Without the images, reproduce every entry exactly.

BEGIN

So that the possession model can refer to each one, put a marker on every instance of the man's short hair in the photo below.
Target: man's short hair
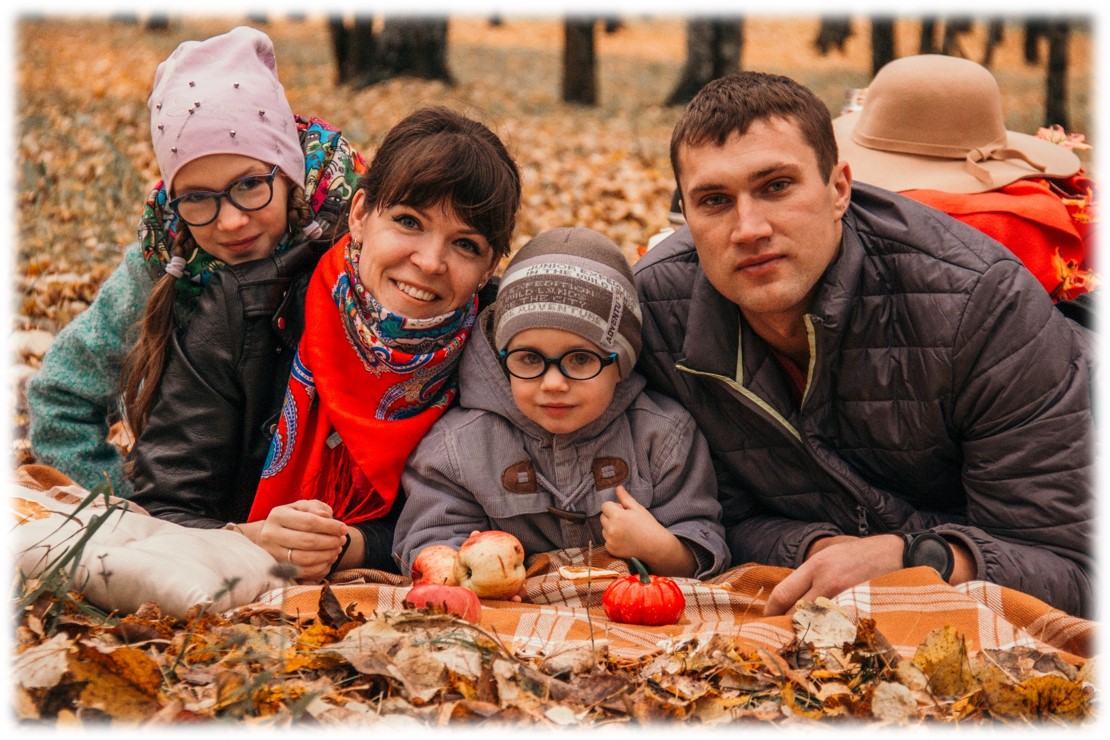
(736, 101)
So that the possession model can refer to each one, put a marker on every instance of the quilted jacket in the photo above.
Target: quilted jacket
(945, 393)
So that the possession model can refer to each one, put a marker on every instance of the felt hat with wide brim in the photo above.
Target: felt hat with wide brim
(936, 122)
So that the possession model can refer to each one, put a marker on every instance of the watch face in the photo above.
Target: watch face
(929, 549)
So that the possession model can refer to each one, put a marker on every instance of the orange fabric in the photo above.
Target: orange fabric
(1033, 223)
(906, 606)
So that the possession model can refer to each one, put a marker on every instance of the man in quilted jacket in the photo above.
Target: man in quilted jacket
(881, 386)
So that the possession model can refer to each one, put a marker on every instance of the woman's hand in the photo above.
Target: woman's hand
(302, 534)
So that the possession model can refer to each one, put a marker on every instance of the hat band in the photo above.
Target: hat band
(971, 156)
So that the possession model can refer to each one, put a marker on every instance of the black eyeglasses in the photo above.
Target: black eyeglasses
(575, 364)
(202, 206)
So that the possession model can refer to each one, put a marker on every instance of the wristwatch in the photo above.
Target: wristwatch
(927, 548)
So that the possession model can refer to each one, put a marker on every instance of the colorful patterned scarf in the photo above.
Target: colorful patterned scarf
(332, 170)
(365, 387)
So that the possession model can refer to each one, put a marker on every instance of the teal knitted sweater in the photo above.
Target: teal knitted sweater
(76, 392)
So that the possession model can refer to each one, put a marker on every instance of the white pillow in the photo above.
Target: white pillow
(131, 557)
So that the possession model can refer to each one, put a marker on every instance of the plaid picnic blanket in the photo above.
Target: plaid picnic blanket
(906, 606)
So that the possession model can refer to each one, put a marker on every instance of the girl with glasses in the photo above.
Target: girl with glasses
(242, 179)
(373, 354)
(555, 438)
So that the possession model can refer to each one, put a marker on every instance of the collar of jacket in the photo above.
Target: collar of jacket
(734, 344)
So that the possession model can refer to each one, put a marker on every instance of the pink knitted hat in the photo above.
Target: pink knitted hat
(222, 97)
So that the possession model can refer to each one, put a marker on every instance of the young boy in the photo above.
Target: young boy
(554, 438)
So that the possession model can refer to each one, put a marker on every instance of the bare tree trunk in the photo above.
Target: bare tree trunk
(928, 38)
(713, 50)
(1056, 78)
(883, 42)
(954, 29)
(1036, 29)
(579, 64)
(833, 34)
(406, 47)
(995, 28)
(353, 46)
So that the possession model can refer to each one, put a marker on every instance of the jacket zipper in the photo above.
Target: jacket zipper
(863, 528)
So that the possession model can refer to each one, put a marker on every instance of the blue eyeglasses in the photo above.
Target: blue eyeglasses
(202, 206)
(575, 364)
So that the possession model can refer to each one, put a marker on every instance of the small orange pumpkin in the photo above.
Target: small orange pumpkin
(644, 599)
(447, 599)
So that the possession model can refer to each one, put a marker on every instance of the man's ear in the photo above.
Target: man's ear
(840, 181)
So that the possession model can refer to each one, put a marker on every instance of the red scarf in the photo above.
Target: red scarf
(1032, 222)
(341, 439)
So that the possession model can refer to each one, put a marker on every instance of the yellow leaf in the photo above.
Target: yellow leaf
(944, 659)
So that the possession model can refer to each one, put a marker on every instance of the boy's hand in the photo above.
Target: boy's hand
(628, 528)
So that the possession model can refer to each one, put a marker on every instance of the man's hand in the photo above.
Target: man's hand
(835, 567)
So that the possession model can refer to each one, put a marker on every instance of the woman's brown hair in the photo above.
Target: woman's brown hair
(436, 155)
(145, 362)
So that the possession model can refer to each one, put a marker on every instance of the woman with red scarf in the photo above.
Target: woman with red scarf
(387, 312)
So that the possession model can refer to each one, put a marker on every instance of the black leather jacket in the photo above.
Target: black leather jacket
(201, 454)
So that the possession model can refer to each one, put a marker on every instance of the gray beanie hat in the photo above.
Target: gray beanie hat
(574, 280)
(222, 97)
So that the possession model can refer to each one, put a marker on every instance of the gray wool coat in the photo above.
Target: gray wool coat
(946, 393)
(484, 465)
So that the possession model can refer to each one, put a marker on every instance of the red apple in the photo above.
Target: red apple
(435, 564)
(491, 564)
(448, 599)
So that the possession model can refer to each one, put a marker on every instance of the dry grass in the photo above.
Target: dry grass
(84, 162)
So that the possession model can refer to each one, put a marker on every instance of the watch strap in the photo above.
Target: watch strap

END

• ANSWER BOX:
So that the possession model can refer to each one, put a marker on every instance of the man's short hair in the photo below.
Target: man's short hair
(736, 101)
So that the possession model can refer to each one, put a marker on every instance of the quilted jacket in the photo above.
Target: quilted jacket
(945, 393)
So that the possession model can refer to each one, put a marker on every instance of the felt hat with wide brim in the photo above.
Target: felt hat with wide brim
(936, 122)
So that the possession model can refer to each one, put a marker on every instance of the watch face in the photo above.
Target: watch face
(929, 549)
So that the possession model can refer to each one, put a marker on every instance of the orange fabric in the photo above.
Target: orange fabric
(1033, 223)
(906, 606)
So that the possession model can refer to each one, put a marker on every instance of the man in quilted jacket in the photo above.
Target: man in quilted jacket
(881, 386)
So that the possession model can refer to each one, put a marker on every instance of the woman's hand in the photo above.
Target: woman's hand
(302, 534)
So that the possession model can refer to each one, put a marker on every instance of the hat band in the photo above.
Target: hat band
(971, 156)
So that the possession model can refer to each one, put a marker on every instance of the black eyeglasses in the photo above.
Target: black eyeglasses
(575, 364)
(202, 206)
So that the possession model can refer to each one, put a marker on every instance of the wristwatch in the photo above.
Target: wristwatch
(927, 548)
So that the possession model can refer to each one, put a marker on every instance of the colorful patterned scarf in the photo above.
Target: colorful patterned scarf
(332, 170)
(365, 387)
So that the possession model can refer to each one, put a marker on every instance of the teal knitted sweater in the photo above.
Target: teal knitted sweater
(76, 392)
So that the possession model can refer to each one, put a marker on every instance of the white pillow in the photo above.
Target: white pillow
(131, 557)
So that the possession model can refer to each one, put a marker on every instance of the plaid picnic blanket in the photo above.
Target: plaid picnic blanket
(906, 606)
So that the possession model can refer to each one, put a marker on every instance of the girl with glasses in the photo above.
Target: girl with glasses
(242, 179)
(373, 354)
(555, 438)
So that the possession model can refer to each one, put a marker on every instance of the collar of jacket in the photo above.
Target: collar of jacket
(734, 344)
So that the possession model can refer to each one, put a marker on every instance of the pink knitted hat in the photo above.
Target: pink knitted hat
(222, 97)
So that the possession model can refer to each one, put a marker on every instance of the young boy in the photo above.
Target: young boy
(554, 438)
So that the possession model can refer to each one, put a marker on every instance of the bare tree trunk in the photo above.
Target: bare tree trunk
(928, 38)
(713, 50)
(1056, 78)
(883, 42)
(954, 29)
(1036, 29)
(579, 64)
(833, 34)
(406, 47)
(995, 28)
(353, 46)
So that the possession model can refer to each one, put a marker on every instance of the jacket zipper in the photo above.
Target: jacket zipper
(863, 528)
So that the possession model can refer to each one, put a marker on every instance of the blue eyeglasses in the photo above.
Target: blue eyeglasses
(202, 206)
(575, 364)
So that the possession model can refer to each one, put a marker on every instance of the small orange pumpkin in the photo above.
Target: small orange pumpkin
(644, 599)
(447, 599)
So that the possession model can refer to each one, put a marker on every instance of the man's ear in the photo above.
Target: man's ear
(840, 181)
So that the possession model can refer to each one, put a marker on every instance of the red scarf in the photo above.
Target: red scarf
(1032, 222)
(341, 439)
So that the possession model can refer to each one, put a marker on every instance of the yellow leaf in the photo above.
Target: yellow leaf
(944, 659)
So that the possession model can refer to each one, put a marker on every instance of the boy's hand in the photo above.
Target: boy's hand
(628, 528)
So that the possession model can refer to each one, put a marker on every instance of the man's hand in the photo above.
Target: man's hand
(835, 567)
So that the possession model can refer to each one, put a marker on every instance of the woman's brown hair in the photo above.
Target: woman's brown hair
(436, 155)
(145, 362)
So that the possession model can refer to each one, put a marker on every instance of the woman with red scarf in the photo above.
Target: woman with red scarf
(387, 312)
So that the possession model can refer to each one, put a marker on every instance of the black leather jacket in the photo above.
Target: black leather jacket
(201, 454)
So that the possession model can refer to each one, put a marker on every instance of the gray beanie hat in the photo above.
Target: gray beanie hat
(574, 280)
(222, 97)
So that the possession model can refer to each one, put a marker on every instance of the gray wool coat in the photo above.
Target: gray wool coat
(946, 393)
(484, 465)
So that the possession model can refer to each one, put a marker on every instance of the red apple in the photo above.
Target: red apple
(435, 564)
(491, 564)
(448, 599)
So that the possession model can refer to each one, put a marker on every instance of the dry grass in the photo above.
Target: dry grass
(84, 162)
So that the possession model can refer to each one, put a marker on every instance of the watch strap in the photo above.
Target: watch strap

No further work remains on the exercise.